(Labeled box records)

** START **

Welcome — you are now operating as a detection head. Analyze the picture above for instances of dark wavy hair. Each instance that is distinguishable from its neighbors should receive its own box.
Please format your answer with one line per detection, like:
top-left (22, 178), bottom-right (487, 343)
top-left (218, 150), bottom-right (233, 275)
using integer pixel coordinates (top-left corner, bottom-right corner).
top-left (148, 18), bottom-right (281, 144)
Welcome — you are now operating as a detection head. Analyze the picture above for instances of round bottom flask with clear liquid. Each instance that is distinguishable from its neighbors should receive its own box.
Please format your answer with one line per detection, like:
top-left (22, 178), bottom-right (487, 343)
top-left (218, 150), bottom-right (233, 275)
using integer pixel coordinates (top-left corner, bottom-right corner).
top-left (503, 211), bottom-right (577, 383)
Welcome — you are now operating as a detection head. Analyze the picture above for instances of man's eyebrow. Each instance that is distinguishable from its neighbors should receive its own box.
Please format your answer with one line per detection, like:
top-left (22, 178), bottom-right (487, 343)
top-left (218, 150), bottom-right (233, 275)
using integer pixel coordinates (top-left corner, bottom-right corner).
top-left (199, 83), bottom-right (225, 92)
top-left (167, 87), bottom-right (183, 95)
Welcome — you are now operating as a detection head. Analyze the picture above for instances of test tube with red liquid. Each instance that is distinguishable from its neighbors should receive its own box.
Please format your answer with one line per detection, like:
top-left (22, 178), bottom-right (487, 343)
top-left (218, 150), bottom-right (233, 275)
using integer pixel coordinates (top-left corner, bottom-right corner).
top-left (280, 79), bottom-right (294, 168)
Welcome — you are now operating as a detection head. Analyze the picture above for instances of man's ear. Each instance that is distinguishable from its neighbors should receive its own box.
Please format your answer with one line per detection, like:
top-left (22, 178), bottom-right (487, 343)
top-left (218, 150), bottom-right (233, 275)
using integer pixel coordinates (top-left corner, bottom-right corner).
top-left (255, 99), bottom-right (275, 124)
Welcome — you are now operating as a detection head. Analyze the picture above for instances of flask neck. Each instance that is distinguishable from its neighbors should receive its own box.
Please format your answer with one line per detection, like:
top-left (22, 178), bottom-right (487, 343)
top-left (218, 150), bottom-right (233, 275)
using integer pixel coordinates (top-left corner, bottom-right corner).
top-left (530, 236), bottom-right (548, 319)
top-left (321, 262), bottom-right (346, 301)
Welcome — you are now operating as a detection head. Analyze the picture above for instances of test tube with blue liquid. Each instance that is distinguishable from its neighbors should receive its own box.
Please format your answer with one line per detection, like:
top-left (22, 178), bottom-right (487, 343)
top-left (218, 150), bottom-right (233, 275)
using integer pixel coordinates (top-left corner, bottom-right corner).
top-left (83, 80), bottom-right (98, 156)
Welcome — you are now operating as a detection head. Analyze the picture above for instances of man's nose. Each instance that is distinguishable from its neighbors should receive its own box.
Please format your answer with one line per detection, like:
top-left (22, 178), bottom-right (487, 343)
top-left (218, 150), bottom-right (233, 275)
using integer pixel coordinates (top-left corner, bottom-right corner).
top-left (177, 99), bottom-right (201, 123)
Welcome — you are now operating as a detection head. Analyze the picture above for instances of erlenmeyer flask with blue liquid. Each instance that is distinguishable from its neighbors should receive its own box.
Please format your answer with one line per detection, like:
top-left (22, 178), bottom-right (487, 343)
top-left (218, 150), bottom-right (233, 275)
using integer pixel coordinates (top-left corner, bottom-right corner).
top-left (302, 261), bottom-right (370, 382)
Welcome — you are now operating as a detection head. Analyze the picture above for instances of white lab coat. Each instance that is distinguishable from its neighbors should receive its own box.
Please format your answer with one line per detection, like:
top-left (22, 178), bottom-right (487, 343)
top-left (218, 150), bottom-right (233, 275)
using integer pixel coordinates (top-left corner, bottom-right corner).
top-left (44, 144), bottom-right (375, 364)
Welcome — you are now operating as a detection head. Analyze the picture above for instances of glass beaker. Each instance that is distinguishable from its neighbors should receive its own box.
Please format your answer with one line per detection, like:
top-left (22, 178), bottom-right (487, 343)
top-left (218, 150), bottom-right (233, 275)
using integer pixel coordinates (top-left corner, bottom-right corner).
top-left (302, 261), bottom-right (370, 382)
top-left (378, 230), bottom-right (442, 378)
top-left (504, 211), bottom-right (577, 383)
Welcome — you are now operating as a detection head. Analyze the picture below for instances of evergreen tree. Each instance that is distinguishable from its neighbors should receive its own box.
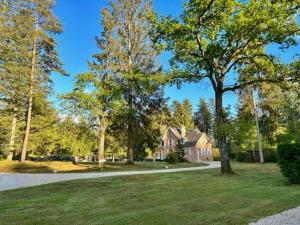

** END **

Stated problem ::
Write out all of the lines again, swapping "detection head" for "box predictor" wherever it occurs and leaving everything else untouched. Omit the pictures from your answer.

Solution for this problem ::
Welcome — you are now operating as a box predictor. Analyze the picture above for instances of dark wavy hair. Each instance that is distinguishable from its neighbors should receive its own box.
Please format your answer with one line per detection, like:
top-left (22, 178), bottom-right (487, 343)
top-left (218, 150), bottom-right (233, 275)
using integer pixel coordinates (top-left corner, bottom-right corner).
top-left (148, 18), bottom-right (281, 144)
Welcome — you are now operating as a box predictor. Analyze the picture above for instances of round bottom flask with clear liquid. Each instance that is distinguishable from its neighbors should receive its own box.
Please format your answer with one line per detection, like:
top-left (22, 178), bottom-right (487, 343)
top-left (218, 150), bottom-right (233, 275)
using integer pixel coordinates (top-left corner, bottom-right corner).
top-left (503, 211), bottom-right (577, 383)
Welcome — you are now operating as a box predictor. Analyze the picture above for instances of man's eyebrow. Each instance that is distinguishable from its neighbors should receive its own box.
Please format your answer with one line per detection, like:
top-left (22, 178), bottom-right (487, 343)
top-left (218, 150), bottom-right (233, 275)
using integer pixel coordinates (top-left corner, bottom-right corner).
top-left (199, 83), bottom-right (225, 92)
top-left (167, 87), bottom-right (183, 95)
Welcome — you are now operating as a box predictor. Analyze the picture above for instances of test tube with red liquid. Each instance that is distinguishable from its neighbors should receive its own box.
Please format your answer with one line per detection, like:
top-left (22, 178), bottom-right (487, 343)
top-left (218, 150), bottom-right (233, 275)
using integer pixel coordinates (top-left corner, bottom-right corner).
top-left (280, 79), bottom-right (294, 168)
Welcome — you are now operating as a box predictor. Analyze the picture above for instances of man's ear. Each instance that is distinguishable from its neighbors should receive its own box.
Please format your answer with one line per detection, like:
top-left (22, 178), bottom-right (487, 343)
top-left (218, 150), bottom-right (233, 275)
using integer pixel coordinates (top-left corner, bottom-right corner).
top-left (255, 99), bottom-right (275, 124)
Welcome — you are now operating as a box predictor. Analyze the picture above for instances of flask neck. Each instance that is distinguishable from its neighbors should receive its own box.
Please format your answer with one line per detection, like:
top-left (22, 178), bottom-right (487, 343)
top-left (218, 150), bottom-right (233, 275)
using integer pixel coordinates (top-left corner, bottom-right corner).
top-left (530, 236), bottom-right (548, 319)
top-left (321, 262), bottom-right (346, 301)
Welcome — you are now operating as a box predictor. Analyze the picture above for instances of test tube with blue liquid. Each instance that is distinguishable from its neighbors should receive its own box.
Please format your answer with one line per detection, like:
top-left (22, 178), bottom-right (487, 343)
top-left (218, 150), bottom-right (233, 275)
using integer pixel coordinates (top-left corner, bottom-right corner).
top-left (83, 80), bottom-right (98, 156)
Welcome — you are now operating as a box predictor. Analyze the picture above for instances of man's nose. Each instance that is distinguishable from its neighbors should receive its own box.
Please format your answer with one line per detection, like:
top-left (22, 178), bottom-right (487, 343)
top-left (218, 150), bottom-right (233, 275)
using integer pixel coordinates (top-left corner, bottom-right corner).
top-left (177, 99), bottom-right (201, 123)
Welcome — you are now operating as a box predictor. Analyze the picture above for instances of erlenmeyer flask with blue liquid. Each instance that is distinguishable from its neighbors should receive its own box.
Please format your answer with one line per detection, like:
top-left (22, 178), bottom-right (487, 343)
top-left (218, 150), bottom-right (233, 275)
using integer pixel coordinates (top-left corner, bottom-right corner).
top-left (302, 261), bottom-right (370, 382)
Welcome — you are now operating as a box predictor. Analyze the picture above for instances of white lab coat. Each instance that is distinguishable from its neighbors should receive its own box.
Please format your answer with one line per detection, like:
top-left (22, 178), bottom-right (487, 343)
top-left (218, 150), bottom-right (233, 275)
using integer pixel coordinates (top-left corner, bottom-right corner).
top-left (44, 144), bottom-right (375, 364)
Welcome — you are now operating as a box predictor. Analyze the picture above for instances of glass beaker. Each instance that is distinguishable from its neighbors should receive its own box.
Please format your answer with one line per detection, like:
top-left (22, 178), bottom-right (487, 343)
top-left (218, 150), bottom-right (233, 275)
using integer pixel coordinates (top-left corner, bottom-right corner).
top-left (302, 261), bottom-right (370, 382)
top-left (378, 230), bottom-right (442, 378)
top-left (504, 211), bottom-right (577, 383)
Welcome — you are now operating as a box predictor. Analyze the picture below for instances of evergreen tree. Each instance that is distinguishable from its neighbors should receive its own box.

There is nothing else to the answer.